(Data records)
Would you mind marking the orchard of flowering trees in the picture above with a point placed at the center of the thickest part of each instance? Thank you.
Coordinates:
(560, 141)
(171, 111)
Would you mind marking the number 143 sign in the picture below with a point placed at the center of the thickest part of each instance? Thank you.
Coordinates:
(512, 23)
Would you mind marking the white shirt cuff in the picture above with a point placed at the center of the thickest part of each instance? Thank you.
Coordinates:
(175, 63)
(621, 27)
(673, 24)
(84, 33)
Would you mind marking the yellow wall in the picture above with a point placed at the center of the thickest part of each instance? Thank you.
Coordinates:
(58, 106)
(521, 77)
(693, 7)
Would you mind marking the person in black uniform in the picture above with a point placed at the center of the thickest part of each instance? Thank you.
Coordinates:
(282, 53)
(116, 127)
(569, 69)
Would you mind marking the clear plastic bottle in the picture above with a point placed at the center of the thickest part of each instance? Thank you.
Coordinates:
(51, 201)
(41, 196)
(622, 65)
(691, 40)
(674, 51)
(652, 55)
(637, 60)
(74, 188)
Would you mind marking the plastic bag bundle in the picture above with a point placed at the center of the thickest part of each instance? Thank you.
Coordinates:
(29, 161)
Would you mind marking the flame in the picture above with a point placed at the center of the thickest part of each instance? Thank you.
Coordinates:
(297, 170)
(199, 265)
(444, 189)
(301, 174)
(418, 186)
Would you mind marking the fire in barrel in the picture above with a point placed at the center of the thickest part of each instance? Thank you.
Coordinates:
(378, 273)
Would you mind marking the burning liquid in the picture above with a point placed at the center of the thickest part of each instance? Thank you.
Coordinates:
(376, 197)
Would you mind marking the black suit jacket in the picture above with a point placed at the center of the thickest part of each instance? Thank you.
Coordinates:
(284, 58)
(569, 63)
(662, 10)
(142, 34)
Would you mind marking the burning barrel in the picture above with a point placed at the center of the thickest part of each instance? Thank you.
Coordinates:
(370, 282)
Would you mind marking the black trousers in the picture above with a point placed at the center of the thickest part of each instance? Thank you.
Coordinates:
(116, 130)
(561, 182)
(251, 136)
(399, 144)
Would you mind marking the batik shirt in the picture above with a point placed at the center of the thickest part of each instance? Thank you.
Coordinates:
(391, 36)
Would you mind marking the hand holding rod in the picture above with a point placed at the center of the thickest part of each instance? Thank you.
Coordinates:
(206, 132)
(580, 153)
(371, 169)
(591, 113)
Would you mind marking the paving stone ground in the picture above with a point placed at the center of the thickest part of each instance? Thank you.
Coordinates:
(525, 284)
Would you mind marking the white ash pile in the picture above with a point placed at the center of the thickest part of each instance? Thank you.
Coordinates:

--- SET EXERCISE ---
Please put the lines from the one containing "Would you mind marking the batik" through the end of the entries, inclusive, into a numbered list. Leave out any blank lines.

--- TASK RESULT ---
1. Would you mind marking the batik shirt in the picture above with a point placed at the center of the thickest part of each instance? Thank you.
2. Coordinates:
3. (391, 36)
4. Would you mind marking the hand holding rod in the picture above with a point placed at the center of the thickest part of each instance? Thank you.
5. Coordinates:
6. (206, 132)
7. (580, 153)
8. (371, 169)
9. (591, 113)
10. Would you mind marking the paving stone ground in the picture above with a point placed at the center of the thickest part of each instance? Thank you.
11. Coordinates:
12. (525, 284)
13. Would you mind marking the white ash pile in the picture above with a point placed at the center of the thickest part of each instance? Thank you.
14. Coordinates:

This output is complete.